Exercise directions: Starting with the line that contains "help me out?", reproduce each line through the end of the entries exactly as written.
----- Provided information
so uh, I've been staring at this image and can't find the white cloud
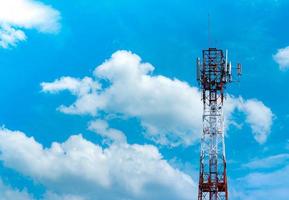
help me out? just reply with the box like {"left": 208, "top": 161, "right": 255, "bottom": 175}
{"left": 244, "top": 166, "right": 289, "bottom": 190}
{"left": 243, "top": 153, "right": 289, "bottom": 169}
{"left": 42, "top": 50, "right": 203, "bottom": 146}
{"left": 0, "top": 127, "right": 196, "bottom": 200}
{"left": 232, "top": 164, "right": 289, "bottom": 200}
{"left": 0, "top": 0, "right": 60, "bottom": 48}
{"left": 44, "top": 192, "right": 86, "bottom": 200}
{"left": 273, "top": 46, "right": 289, "bottom": 70}
{"left": 42, "top": 77, "right": 100, "bottom": 97}
{"left": 88, "top": 119, "right": 127, "bottom": 143}
{"left": 0, "top": 179, "right": 34, "bottom": 200}
{"left": 239, "top": 99, "right": 273, "bottom": 144}
{"left": 0, "top": 0, "right": 60, "bottom": 32}
{"left": 42, "top": 76, "right": 102, "bottom": 116}
{"left": 225, "top": 97, "right": 274, "bottom": 144}
{"left": 42, "top": 50, "right": 274, "bottom": 146}
{"left": 0, "top": 24, "right": 26, "bottom": 48}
----------
Answer box:
help me out? just reply with the box like {"left": 208, "top": 161, "right": 255, "bottom": 175}
{"left": 244, "top": 166, "right": 289, "bottom": 190}
{"left": 243, "top": 153, "right": 289, "bottom": 169}
{"left": 42, "top": 50, "right": 203, "bottom": 146}
{"left": 0, "top": 127, "right": 196, "bottom": 200}
{"left": 232, "top": 164, "right": 289, "bottom": 200}
{"left": 0, "top": 0, "right": 60, "bottom": 48}
{"left": 44, "top": 192, "right": 86, "bottom": 200}
{"left": 273, "top": 46, "right": 289, "bottom": 70}
{"left": 42, "top": 77, "right": 100, "bottom": 97}
{"left": 88, "top": 119, "right": 127, "bottom": 143}
{"left": 0, "top": 179, "right": 34, "bottom": 200}
{"left": 239, "top": 99, "right": 273, "bottom": 144}
{"left": 0, "top": 0, "right": 60, "bottom": 32}
{"left": 42, "top": 76, "right": 102, "bottom": 116}
{"left": 225, "top": 97, "right": 274, "bottom": 144}
{"left": 42, "top": 50, "right": 274, "bottom": 146}
{"left": 0, "top": 24, "right": 26, "bottom": 48}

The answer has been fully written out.